What to produce
Every line from the one containing "Target: group of people" to the one containing "Where can the house" in the records below, both included, must be set down exactly, and no other line.

Segment Start: Data section

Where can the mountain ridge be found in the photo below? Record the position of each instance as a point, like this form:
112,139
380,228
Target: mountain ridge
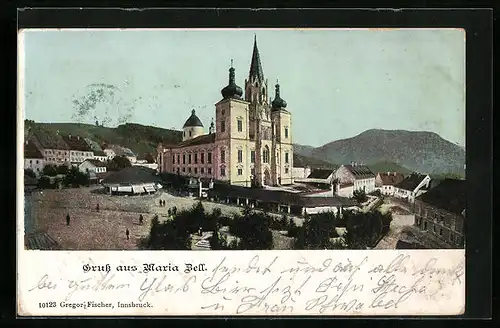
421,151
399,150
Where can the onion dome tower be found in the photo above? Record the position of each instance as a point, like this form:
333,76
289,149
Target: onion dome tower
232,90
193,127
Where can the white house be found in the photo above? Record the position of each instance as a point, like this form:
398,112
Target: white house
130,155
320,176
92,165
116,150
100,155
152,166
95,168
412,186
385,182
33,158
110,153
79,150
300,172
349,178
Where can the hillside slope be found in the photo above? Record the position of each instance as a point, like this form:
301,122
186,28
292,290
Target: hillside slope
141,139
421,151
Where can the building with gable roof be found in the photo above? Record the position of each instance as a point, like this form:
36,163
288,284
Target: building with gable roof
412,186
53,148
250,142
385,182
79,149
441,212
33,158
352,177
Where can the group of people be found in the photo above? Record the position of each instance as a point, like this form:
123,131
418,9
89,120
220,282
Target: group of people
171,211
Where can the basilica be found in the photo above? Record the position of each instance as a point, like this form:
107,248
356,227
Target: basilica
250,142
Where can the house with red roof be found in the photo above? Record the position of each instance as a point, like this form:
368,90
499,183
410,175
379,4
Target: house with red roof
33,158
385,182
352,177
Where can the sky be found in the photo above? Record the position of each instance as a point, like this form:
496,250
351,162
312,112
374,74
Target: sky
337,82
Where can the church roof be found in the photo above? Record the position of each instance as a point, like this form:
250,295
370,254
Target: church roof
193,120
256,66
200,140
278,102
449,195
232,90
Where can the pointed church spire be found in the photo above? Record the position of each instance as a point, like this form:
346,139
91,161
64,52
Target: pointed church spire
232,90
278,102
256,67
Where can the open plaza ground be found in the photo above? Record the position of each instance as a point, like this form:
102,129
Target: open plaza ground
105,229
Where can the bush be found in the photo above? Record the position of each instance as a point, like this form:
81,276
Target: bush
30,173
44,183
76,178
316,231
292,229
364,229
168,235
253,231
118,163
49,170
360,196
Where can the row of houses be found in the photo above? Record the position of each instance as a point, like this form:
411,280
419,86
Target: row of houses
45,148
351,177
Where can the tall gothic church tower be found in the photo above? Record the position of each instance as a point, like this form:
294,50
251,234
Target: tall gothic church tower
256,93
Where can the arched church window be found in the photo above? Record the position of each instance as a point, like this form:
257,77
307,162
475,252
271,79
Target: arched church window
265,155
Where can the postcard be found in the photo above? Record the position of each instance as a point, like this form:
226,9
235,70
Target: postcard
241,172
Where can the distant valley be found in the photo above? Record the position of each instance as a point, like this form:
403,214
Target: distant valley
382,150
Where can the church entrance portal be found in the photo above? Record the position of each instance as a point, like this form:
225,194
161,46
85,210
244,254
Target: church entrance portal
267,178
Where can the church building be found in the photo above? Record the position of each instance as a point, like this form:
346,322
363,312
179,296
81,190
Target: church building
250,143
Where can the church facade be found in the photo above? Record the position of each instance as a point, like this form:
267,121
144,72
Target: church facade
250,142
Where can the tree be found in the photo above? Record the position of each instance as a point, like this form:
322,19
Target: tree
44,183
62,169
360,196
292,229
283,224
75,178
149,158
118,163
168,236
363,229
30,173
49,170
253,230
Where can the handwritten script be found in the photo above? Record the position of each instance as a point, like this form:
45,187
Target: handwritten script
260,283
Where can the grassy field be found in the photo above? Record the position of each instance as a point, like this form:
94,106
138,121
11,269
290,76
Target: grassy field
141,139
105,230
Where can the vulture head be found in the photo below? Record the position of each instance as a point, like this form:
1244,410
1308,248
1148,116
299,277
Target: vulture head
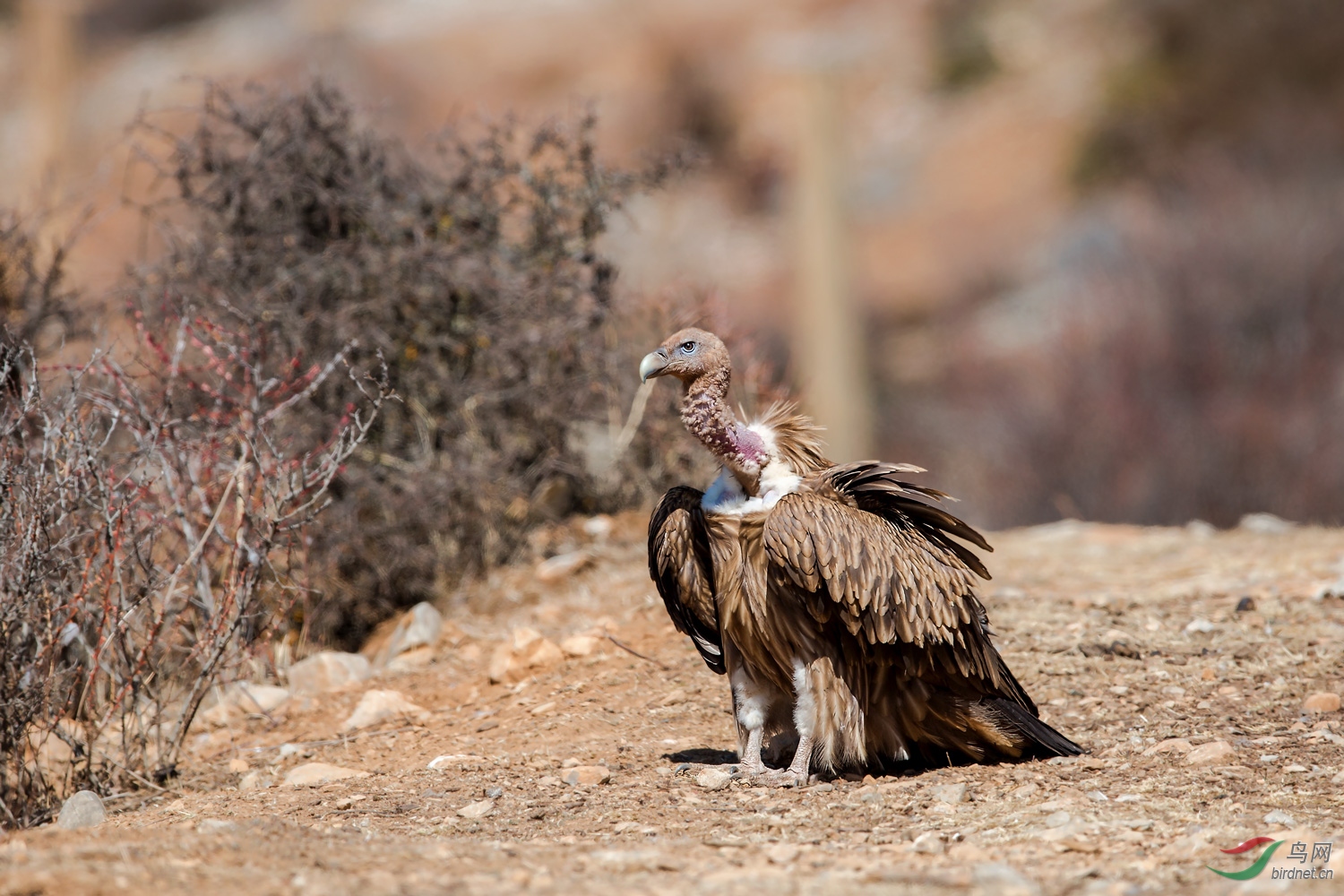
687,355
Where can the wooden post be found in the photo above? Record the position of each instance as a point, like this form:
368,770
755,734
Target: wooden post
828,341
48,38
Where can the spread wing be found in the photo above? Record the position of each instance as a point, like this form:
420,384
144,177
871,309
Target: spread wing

Segment End: Data section

Task solution
Target: group of people
171,211
Where can the basilica be found in the photo above? Record the position of each instance as a point, like this form:
107,248
356,227
Target: basilica
250,142
Where can the house with red roof be found in the photo above? Record the position of each instance as a point, like this form:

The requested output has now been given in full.